### Input records

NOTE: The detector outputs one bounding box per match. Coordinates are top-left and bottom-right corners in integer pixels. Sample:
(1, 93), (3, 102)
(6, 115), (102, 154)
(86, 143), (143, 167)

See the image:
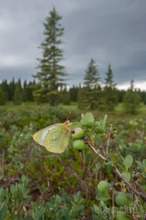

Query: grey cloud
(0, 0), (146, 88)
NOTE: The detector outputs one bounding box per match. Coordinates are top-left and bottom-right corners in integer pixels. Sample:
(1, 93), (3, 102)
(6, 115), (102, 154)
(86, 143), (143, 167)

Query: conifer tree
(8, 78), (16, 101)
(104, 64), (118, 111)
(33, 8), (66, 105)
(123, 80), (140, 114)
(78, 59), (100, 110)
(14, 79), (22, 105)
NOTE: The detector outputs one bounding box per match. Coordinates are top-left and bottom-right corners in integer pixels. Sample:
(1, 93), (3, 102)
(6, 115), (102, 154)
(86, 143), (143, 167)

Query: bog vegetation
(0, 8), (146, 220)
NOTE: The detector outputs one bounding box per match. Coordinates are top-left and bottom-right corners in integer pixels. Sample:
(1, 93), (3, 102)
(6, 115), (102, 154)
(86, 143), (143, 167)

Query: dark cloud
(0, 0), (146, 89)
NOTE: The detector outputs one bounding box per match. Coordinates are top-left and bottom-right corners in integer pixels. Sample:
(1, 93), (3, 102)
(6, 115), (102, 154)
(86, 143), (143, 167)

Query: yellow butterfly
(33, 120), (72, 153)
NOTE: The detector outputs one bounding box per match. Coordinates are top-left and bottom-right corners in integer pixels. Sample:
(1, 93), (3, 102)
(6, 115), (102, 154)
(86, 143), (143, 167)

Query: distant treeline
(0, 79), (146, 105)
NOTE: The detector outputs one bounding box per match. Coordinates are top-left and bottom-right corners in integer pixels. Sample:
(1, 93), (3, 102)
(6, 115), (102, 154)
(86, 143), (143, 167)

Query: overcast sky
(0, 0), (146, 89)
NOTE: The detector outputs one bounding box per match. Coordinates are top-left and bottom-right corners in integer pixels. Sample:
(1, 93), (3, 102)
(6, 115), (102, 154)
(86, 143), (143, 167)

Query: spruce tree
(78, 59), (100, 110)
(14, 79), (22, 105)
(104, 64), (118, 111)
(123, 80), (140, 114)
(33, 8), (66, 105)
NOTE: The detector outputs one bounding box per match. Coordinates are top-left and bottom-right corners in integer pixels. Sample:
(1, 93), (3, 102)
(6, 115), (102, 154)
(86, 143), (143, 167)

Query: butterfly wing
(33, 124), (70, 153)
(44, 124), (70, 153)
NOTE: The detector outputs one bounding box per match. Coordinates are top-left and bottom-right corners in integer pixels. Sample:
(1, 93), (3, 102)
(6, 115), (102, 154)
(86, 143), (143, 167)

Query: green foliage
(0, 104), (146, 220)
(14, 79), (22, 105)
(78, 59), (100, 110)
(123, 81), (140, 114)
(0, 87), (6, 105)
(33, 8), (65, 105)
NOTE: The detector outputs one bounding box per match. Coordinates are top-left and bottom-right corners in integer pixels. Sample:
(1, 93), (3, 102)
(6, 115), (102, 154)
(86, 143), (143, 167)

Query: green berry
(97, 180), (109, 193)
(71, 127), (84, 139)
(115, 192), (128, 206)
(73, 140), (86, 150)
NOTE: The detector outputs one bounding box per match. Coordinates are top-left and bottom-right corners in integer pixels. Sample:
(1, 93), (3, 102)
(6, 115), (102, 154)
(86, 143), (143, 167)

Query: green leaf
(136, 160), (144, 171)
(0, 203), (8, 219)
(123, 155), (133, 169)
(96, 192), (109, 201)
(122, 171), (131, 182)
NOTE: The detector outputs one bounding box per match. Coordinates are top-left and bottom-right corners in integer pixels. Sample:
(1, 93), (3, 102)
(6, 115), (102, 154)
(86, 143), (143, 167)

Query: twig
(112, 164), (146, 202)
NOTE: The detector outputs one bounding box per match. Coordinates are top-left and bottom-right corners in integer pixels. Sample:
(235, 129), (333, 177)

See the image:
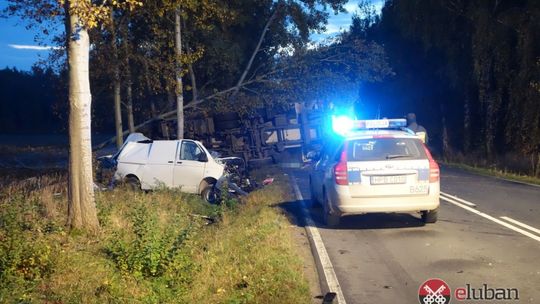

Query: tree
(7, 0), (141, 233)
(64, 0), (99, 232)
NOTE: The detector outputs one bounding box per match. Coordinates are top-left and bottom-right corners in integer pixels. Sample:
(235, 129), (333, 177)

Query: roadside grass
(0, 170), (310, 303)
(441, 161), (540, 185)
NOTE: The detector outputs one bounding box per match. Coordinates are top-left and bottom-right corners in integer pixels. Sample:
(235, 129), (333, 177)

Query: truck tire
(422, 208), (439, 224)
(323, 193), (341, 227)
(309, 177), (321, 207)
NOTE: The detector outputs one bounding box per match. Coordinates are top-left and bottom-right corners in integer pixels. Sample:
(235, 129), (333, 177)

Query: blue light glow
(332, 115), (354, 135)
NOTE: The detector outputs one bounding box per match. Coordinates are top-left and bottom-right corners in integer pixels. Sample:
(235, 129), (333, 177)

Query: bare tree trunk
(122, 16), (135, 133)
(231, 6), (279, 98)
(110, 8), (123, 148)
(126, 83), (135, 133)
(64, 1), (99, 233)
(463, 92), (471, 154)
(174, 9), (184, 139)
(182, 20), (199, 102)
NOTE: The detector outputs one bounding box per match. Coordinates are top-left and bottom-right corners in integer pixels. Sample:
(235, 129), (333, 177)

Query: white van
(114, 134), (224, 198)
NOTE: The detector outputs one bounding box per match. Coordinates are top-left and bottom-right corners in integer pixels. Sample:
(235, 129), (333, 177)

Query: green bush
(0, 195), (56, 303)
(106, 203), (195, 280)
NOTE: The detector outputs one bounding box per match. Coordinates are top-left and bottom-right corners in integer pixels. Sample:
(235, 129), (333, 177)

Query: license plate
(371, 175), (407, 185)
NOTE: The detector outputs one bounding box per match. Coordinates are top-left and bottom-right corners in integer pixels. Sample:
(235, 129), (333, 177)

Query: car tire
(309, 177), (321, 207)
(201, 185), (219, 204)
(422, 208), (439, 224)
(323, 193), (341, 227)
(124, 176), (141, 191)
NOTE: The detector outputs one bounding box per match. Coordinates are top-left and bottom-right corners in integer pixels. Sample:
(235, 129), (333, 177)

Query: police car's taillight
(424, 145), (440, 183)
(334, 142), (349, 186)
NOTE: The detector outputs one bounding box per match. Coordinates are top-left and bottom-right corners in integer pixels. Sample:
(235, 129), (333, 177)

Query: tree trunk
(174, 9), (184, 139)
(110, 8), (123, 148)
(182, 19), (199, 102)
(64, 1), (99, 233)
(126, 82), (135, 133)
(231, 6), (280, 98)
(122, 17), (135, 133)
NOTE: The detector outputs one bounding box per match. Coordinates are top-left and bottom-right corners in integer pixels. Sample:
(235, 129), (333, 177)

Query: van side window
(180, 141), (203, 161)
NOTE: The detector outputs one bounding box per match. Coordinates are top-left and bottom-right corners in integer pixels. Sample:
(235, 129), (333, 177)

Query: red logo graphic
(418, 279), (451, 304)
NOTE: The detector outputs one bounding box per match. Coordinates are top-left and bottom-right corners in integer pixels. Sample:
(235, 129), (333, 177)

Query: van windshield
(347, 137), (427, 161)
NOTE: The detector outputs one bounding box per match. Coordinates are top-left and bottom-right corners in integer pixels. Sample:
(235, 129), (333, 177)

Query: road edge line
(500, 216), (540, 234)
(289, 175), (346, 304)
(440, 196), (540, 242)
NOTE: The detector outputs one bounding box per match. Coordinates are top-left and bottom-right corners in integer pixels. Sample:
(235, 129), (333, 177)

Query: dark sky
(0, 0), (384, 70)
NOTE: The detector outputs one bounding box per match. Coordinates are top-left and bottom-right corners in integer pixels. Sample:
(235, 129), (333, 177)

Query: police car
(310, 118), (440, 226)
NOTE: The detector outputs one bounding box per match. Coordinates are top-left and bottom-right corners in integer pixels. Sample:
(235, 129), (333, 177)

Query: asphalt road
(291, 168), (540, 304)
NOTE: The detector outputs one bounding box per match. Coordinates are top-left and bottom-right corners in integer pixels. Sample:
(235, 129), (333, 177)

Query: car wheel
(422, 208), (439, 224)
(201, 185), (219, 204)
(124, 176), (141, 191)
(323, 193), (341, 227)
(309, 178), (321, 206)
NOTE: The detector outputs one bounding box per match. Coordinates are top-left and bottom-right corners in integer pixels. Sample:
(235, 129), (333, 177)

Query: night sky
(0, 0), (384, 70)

######
### Input records

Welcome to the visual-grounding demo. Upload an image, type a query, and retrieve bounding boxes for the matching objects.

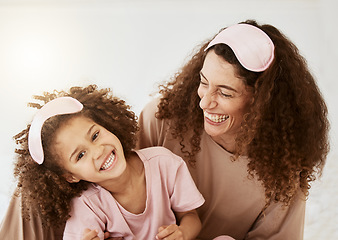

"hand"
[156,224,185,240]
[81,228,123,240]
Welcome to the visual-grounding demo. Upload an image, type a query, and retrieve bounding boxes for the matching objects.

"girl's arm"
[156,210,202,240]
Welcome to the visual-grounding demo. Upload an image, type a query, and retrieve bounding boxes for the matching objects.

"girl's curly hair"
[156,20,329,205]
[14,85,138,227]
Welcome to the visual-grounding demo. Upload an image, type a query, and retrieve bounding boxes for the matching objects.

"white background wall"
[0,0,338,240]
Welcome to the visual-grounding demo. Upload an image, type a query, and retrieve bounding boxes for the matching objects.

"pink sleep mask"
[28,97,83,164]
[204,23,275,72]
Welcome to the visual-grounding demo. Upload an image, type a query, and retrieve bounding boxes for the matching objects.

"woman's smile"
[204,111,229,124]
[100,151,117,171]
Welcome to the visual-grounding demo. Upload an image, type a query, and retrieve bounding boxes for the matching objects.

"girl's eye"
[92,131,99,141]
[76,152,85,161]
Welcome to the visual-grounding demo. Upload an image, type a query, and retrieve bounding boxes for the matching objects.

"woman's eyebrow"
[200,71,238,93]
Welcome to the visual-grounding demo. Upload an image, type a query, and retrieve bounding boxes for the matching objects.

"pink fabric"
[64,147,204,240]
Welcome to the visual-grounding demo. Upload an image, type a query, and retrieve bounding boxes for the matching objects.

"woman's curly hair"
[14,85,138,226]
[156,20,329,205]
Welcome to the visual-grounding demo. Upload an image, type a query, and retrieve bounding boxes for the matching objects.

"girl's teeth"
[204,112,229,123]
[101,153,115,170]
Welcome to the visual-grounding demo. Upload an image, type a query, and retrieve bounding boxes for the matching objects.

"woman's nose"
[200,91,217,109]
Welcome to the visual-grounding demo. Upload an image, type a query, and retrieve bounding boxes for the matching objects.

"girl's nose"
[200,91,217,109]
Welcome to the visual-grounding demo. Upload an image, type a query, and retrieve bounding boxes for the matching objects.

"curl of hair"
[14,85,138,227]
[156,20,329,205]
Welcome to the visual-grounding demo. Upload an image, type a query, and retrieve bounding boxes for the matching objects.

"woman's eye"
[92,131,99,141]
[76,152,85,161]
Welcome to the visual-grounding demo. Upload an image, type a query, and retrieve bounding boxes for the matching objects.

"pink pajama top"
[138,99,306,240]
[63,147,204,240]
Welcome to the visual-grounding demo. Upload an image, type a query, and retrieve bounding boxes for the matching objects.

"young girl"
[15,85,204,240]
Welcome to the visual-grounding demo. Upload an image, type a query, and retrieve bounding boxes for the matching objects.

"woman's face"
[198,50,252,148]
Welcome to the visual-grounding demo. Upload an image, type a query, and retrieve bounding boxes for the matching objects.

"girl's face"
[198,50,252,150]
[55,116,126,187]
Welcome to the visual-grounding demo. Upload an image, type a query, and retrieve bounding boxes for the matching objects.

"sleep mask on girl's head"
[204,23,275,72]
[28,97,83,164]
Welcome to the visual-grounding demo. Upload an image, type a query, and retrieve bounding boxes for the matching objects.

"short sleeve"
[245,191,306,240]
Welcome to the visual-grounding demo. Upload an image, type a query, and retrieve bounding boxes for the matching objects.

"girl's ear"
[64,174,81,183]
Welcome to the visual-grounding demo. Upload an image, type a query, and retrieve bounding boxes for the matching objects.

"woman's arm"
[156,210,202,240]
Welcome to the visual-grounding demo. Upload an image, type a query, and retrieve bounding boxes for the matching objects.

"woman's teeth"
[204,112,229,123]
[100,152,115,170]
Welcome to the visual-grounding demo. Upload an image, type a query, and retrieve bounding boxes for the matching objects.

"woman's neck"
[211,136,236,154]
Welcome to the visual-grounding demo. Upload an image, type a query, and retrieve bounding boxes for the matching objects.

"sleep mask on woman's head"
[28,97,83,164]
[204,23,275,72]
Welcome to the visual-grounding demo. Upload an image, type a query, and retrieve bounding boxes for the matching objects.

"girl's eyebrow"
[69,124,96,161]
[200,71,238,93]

######

### What is being asked
Report every line of the entries above that contains the string "head", copying each line in full.

### Response
"sleep mask on girl's head"
"sleep mask on woman's head"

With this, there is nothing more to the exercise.